*** Opening of Working data ***
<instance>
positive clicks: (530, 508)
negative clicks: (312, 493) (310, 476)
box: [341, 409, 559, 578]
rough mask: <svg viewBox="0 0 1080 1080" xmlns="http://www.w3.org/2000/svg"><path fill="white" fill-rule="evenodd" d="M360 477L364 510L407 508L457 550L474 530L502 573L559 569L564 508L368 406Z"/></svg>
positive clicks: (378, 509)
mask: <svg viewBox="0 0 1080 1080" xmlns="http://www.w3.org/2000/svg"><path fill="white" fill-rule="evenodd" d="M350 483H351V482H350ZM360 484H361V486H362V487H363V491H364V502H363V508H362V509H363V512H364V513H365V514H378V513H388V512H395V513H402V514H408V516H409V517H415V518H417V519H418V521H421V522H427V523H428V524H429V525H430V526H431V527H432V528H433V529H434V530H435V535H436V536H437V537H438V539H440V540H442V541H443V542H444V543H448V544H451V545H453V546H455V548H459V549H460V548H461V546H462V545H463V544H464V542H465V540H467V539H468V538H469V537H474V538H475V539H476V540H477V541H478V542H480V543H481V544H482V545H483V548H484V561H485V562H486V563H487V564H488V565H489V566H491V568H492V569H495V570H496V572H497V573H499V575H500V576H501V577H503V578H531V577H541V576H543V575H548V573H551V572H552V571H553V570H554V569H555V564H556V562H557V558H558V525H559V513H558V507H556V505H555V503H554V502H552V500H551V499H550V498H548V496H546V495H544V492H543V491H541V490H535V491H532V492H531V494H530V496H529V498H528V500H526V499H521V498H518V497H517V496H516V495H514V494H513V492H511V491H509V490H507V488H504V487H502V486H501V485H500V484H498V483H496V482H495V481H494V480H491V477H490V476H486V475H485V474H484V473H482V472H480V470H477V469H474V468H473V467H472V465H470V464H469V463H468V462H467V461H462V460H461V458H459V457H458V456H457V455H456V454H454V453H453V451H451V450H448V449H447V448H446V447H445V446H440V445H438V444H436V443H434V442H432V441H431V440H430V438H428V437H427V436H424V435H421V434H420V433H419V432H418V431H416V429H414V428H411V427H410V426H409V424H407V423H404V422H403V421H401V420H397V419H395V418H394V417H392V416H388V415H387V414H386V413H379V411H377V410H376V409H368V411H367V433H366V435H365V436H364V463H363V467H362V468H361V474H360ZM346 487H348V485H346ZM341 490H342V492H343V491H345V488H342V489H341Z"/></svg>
*** Close of Working data ***
## Problem to work on
Rename "positive clicks" to "foreground clicks" throughout every item above, and reproduce the lines with nothing else altered.

## Answer for the task
<instance>
foreground clicks: (530, 508)
negative clicks: (312, 493) (310, 476)
box: [341, 409, 559, 578]
rough mask: <svg viewBox="0 0 1080 1080" xmlns="http://www.w3.org/2000/svg"><path fill="white" fill-rule="evenodd" d="M360 477L364 510L407 508L457 550L474 530L502 573L559 569L564 508L368 406Z"/></svg>
foreground clicks: (378, 509)
mask: <svg viewBox="0 0 1080 1080" xmlns="http://www.w3.org/2000/svg"><path fill="white" fill-rule="evenodd" d="M350 483H351V482H350ZM360 484H361V486H362V487H363V491H364V502H363V508H362V509H363V512H364V513H365V514H378V513H388V512H395V513H402V514H408V516H409V517H415V518H417V519H418V521H421V522H427V523H428V524H429V525H430V526H431V527H432V528H433V529H434V530H435V535H436V536H437V537H438V539H440V540H442V541H443V542H444V543H448V544H451V545H453V546H455V548H459V549H460V548H461V546H462V545H463V544H464V542H465V540H467V539H468V538H469V537H474V538H475V539H476V540H477V541H478V542H480V543H481V544H482V545H483V548H484V561H485V562H486V563H487V564H488V565H489V566H491V568H492V569H495V570H496V572H497V573H499V575H500V576H501V577H503V578H531V577H541V576H543V575H548V573H551V572H552V571H553V570H554V569H555V564H556V562H557V558H558V525H559V513H558V507H556V505H555V503H554V502H552V500H551V499H550V498H548V496H546V495H544V492H543V491H541V490H535V491H532V492H531V494H530V496H529V498H528V500H526V499H521V498H518V497H517V496H516V495H514V494H513V492H511V491H509V490H507V488H504V487H502V486H501V485H500V484H498V483H496V482H495V481H494V480H491V477H490V476H486V475H485V474H484V473H482V472H480V470H477V469H474V468H473V467H472V465H470V464H469V463H468V462H467V461H462V460H461V458H459V457H458V456H457V455H456V454H454V453H453V451H451V450H448V449H447V448H446V447H445V446H440V445H438V444H436V443H434V442H432V441H431V440H430V438H428V437H427V436H424V435H421V434H420V433H419V432H418V431H416V429H414V428H411V427H410V426H409V424H407V423H404V422H403V421H401V420H397V419H395V418H394V417H392V416H388V415H387V414H386V413H379V411H377V410H376V409H368V411H367V433H366V435H365V436H364V463H363V467H362V468H361V474H360ZM346 487H348V485H346ZM341 490H342V492H343V491H345V488H342V489H341Z"/></svg>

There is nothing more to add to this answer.